Mechanical Search in Robotics
One reason why I enjoy working on robotics is because many of the problems the research community explores are variants of tasks that we humans do on a daily basis. For example, consider the problem of searching for and retrieving a target object in clutter. We do this all the time. We might have a drawer of kitchen appliances, and may want to pick out a specific pot for cooking food. Or, maybe we have a box filled with a variety of facial masks, and we want to pick the one to wear today when venturing outside (something perhaps quite common these days). In the robotics community, recent researchers that I collaborate with have formulated this as the mechanical search problem.
In this blog post, I discuss four recent research papers on mechanical search, split up into two parts. The first two focus on core mechanical search topics, and the latter two propose using something called learned occupancy distributions. Collectively, these papers have appeared at ICRA 2019 and IROS 2020 (twice), and one of these is an ICRA 2021 submission.
Mechanical Search and Visuomotor Mechanical Search
The ICRA 2019 paper formalizes mechanical search as the task of retrieving a specific target object from an environment containing a variety of objects within a time limit. They frame the general problem using the Markov Decision Process (MDP) framework, with the usual states, actions, transitions, rewards, and so on. They consider a specific instantiation of the mechanical search MDP as follows:
- They consider heaps of 10-20 objects at the start.
- The target object to extract is specified by a set of $k$ overhead RGB images.
- The observations at each time step (which a policy would consume as input) are RGB-D, where the extra depth component can enable better segmentation.
- The methods they use do not use any reward signal.
- They enable three action primitives: (a) push, (b) suction, and (c) grasp.
The push action is there so that the robot can rearrange the scene for better suction and grasp actions, which are the primitives that actually enable the robot to retrieve the target object (or distractor objects, for that matter). While more complex action primitives might be useful for mechanical search, this would introduce complexities due to the curse of dimensionality.
Here’s the helpful overview figure from the paper (with the caption) showing their instantiation of mechanical search:
I like these type of figures, and they are standard for papers we write in Ken Goldberg’s lab.
The pipeline is split up into a perception stage and a search policy stage. The perception stage first computes a set of object masks from the input RGB-D observation. It then uses a trained Siamese Network to check the “similarity” between any of these masks, and those of the target images. (Remember, in their formulation, we assume $k$ separate images that specify the target, so we can feed all combinations of each target image with each of the computed masks.) If a target image is found, then they can run the search policy to select one of the three allowed action primitives, depending on the action primitive with the highest “score.” How is this value chosen? We can use off-the-shelf Dex-Net policies to compute the probability of action successes. Please refer to my earlier blog post here about Dex-Net.
Here are a couple of things that might not be clear upon a first read of the paper:
- There’s a difference between how action qualities are computed in simulation versus real. In simulation, grasp and suction actions both use indexed grasps from a simulated Dex-Net 1.0 policy in simulation, which is easy to use as it avoids having to run segmentation. In addition, Dex-Net 1.0 literally contains a dataset of simulated objects plus successful grasps for each object, so we can cycle through those as needed.

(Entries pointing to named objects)

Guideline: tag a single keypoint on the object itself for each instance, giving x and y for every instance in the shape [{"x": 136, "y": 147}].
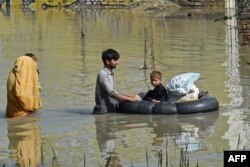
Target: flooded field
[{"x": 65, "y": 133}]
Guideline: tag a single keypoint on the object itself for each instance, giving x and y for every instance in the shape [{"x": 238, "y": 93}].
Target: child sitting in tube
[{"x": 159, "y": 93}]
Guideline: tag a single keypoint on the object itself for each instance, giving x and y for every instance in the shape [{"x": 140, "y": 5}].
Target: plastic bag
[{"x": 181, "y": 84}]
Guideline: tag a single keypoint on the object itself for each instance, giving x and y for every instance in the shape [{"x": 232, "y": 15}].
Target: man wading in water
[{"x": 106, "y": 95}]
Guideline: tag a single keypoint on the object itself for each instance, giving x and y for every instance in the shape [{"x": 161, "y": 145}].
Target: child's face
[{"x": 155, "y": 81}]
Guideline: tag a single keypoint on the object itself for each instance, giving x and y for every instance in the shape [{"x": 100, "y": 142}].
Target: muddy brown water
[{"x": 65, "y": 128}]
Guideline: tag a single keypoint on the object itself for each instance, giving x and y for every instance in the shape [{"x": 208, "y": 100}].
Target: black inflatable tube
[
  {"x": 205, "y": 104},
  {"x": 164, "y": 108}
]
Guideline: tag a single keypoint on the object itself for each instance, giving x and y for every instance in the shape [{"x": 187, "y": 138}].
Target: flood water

> [Exercises to complete]:
A – In the mechanical search post, which three action primitives does the robot get to use?
B – Carry on writing the mechanical search post from its last sentence.

> [Answers for the tasks]:
A – Push, suction, and grasp.

B –
- In real, however, we don’t have easy access to this information. Fortunately, for grasp and suction actions, we have ready-made policies from Dex-Net 2.0 and Dex-Net 3.0, respectively. We could use them in simulation as well, it’s just not necessary.
To be clear, this is how to compute the action quality. But there’s a hierarchy: we need an action selector that can use the computed object masks (from the perception stage) to decide which object we want to grasp using the lower-level action primitives. This is where their 5 algorithmic policies come into play, which correspond to “Action Selector” in the figure above. They test with random search, prioritizing the target object (with and without pushing), and a largest first variant (again, with and without pushing).
The experiments show that, as expected, algorithmic policies that prioritize the target object and the larger objects (if the target is not visible) are better. However, a reader might argue that from looking closely at the figures in the paper, the difference in performance among the 4 algorithmic policies other than the random policy may be minor.
That being said, as a paper that introduces the mechanical search problem, they have a mandate to test the simplest types of policies possible. The conclusion correctly points out that an interesting avenue for future work is to do reinforcement learning. Did they do that?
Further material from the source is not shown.